• Objective
Copy every one of the rows below, line for line and character for character, without changing anything.

======== Raw records

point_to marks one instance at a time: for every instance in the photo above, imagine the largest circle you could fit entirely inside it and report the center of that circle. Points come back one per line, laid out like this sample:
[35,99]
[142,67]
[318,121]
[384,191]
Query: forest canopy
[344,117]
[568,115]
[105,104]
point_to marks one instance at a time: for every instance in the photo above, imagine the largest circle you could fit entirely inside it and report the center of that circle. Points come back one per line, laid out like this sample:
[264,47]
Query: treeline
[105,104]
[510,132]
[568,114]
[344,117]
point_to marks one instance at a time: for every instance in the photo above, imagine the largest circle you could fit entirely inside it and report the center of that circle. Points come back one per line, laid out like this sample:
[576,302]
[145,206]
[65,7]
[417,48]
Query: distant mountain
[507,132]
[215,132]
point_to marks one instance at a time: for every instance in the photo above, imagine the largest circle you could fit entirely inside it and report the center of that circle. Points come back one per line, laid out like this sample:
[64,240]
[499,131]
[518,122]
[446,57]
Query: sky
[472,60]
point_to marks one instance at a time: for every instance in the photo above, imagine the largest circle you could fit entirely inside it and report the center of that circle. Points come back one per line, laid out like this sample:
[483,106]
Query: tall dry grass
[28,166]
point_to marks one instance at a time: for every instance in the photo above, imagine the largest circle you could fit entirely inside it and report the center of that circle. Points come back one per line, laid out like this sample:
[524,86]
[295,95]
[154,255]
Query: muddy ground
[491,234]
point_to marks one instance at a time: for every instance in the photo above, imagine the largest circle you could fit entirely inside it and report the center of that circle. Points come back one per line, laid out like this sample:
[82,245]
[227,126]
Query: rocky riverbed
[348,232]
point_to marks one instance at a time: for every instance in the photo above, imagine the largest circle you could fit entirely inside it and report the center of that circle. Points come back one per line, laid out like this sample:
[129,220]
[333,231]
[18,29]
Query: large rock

================

• Result
point_to marks one instance at a time: for every instance in the photo above, imagine the largest circle you could fit entirely inside it and report the center of that circle. Points come back one per line, laid out like this sample:
[35,99]
[142,67]
[318,121]
[384,191]
Query: forest canopy
[344,117]
[568,115]
[105,104]
point_to marks one instance at a time: for every instance in the photo above, imagine the largest circle you could fit entirely inside it and report the center of that circle. Points come back one per line, laid out like this sample:
[264,47]
Query: treeline
[105,104]
[510,132]
[568,114]
[344,117]
point_to marks one instance at a time: for every instance in the photo above, imagine the largest circle you could fit entirely inside it and report the center of that circle. Points come back one per line, laid out like this sample:
[576,302]
[145,206]
[65,7]
[417,48]
Query: distant mountain
[507,132]
[215,132]
point_to marks one instance at a time: for every instance in the photo above, imagine the largest circle you could fit entirely inside it and report the center of that circle. Points come back one per line, laid out like this sample:
[64,240]
[499,131]
[518,122]
[446,57]
Query: sky
[472,60]
point_to marks one instance at a time: for every instance in the photo above, imagine the largest circle you could fit entirely inside it and report the center of that circle. Points come back one per line, laid out like this sample:
[483,106]
Query: tall dry grass
[28,166]
point_to marks one instance at a time: for every instance in the photo above, imagine the largest circle you could fit entirely inside it and report the center of that circle. Points come back one per line, laid out like this sample:
[524,86]
[295,95]
[154,255]
Query: muddy ground
[491,234]
point_to marks one instance at a time: for every instance in the photo above, imagine the largest circle you could fit entirely inside it and report the center of that circle. Points come back one per line, laid out like this sample:
[82,245]
[227,126]
Query: rocky riverbed
[348,232]
point_to marks one instance at a time: for every instance in the photo above, imagine the largest circle you could fit entirely inside it and report the center of that circle. Points come back one per line, laid out like this sample:
[129,220]
[333,231]
[18,29]
Query: large rock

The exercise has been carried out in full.